◆ Task description ◆
Your answer must consist solely of the line containing "the man, one" and all subsequent lines through the end of the entries, reproduced exactly.

-*-*-

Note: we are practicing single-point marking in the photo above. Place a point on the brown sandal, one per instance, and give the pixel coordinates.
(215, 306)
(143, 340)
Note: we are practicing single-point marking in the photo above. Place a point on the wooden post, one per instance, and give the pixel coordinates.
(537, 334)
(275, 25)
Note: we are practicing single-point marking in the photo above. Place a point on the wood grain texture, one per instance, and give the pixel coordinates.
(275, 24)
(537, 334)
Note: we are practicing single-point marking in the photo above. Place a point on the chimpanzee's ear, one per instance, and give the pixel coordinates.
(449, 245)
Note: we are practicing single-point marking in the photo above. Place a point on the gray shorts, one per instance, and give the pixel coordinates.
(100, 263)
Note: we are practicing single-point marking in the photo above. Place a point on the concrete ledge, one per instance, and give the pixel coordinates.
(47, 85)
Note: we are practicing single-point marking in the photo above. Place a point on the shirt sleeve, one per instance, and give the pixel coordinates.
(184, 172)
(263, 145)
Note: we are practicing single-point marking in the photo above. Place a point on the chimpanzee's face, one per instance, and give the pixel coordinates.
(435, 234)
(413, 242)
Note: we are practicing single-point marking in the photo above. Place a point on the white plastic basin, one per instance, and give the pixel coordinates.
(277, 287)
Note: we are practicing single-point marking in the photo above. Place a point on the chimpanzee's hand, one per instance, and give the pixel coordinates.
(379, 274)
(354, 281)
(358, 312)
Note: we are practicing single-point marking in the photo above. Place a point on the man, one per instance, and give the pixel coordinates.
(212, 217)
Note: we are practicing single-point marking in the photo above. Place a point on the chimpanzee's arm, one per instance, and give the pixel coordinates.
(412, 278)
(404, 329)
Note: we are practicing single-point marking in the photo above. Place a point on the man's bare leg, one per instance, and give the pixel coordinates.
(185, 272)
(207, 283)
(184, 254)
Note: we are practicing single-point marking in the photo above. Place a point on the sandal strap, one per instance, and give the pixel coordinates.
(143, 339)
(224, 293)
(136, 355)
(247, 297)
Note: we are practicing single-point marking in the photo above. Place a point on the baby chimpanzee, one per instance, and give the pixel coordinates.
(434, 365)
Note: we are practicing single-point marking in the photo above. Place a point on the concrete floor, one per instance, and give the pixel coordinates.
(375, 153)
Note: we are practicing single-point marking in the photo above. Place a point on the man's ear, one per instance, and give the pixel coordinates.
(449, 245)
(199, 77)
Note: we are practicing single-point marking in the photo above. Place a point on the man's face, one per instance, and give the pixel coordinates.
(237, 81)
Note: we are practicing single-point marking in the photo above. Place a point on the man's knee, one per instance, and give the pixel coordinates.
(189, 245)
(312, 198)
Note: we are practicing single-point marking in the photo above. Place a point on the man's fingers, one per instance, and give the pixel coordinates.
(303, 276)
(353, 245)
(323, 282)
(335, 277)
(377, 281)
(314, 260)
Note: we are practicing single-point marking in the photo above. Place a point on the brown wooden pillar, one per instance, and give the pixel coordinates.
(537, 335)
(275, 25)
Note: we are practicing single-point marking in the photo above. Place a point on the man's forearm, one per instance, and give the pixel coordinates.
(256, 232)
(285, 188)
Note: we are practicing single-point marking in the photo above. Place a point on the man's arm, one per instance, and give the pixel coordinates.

-*-*-

◆ Answer to this problem ◆
Note: we are practicing single-point marking in the photo above. Place a point on the man, one per instance, and give the pixel coordinates.
(212, 217)
Note: we are practicing single-point marking in the photo above. Place a point on the chimpanzee's arm, one per instance, and give the pixel coordinates.
(412, 278)
(404, 329)
Note: we are practicing single-point marking in the photo above. Place a point on the man's bare leg, one per instance, and give the pixel coordinates.
(185, 272)
(207, 283)
(184, 254)
Note: we are practicing single-point marking in the photo above. Place a point on the sandal strap, one per instance, and give the pixel coordinates.
(143, 339)
(224, 293)
(136, 355)
(247, 297)
Note: we are practicing single-point marking in the photo above. Place a point on the baby chimpanzee, one per instance, and give the pixel coordinates.
(434, 365)
Note: we are practicing single-point marking in the photo above. Place a point on the concrete floor, one per instance, and give the pixel coordinates.
(375, 153)
Note: we are practicing single-point marking in the photo above. Place a point on the man's ear, one per instance, and give the pixel coordinates.
(449, 245)
(199, 77)
Note: we are practicing single-point marking in the photo above. Place a point on the man's face, one per instance, and give the pixel coordinates.
(237, 81)
Note: we are practicing single-point marking in the photo above. Place a point on the man's knee, one per instance, and give the pixel coordinates.
(189, 245)
(312, 198)
Note: we are practicing single-point marking in the photo above. Place a point on the man's fingers, one per instance, and give the pixel coordinates.
(303, 276)
(353, 245)
(323, 282)
(335, 277)
(377, 281)
(314, 260)
Note: we are practicing single-point marking in the photo above. Place a point on the brown wooden pillar, one per instance, and give the pixel coordinates.
(537, 335)
(275, 25)
Note: we are practicing single-point marking in the photo above. Place a point on the man's forearm, one per instance, and give the pixel coordinates.
(256, 232)
(285, 188)
Note: we are practicing single-point marking in the photo above. Place a point on the man's arm, one per instance, and give the pixel coordinates.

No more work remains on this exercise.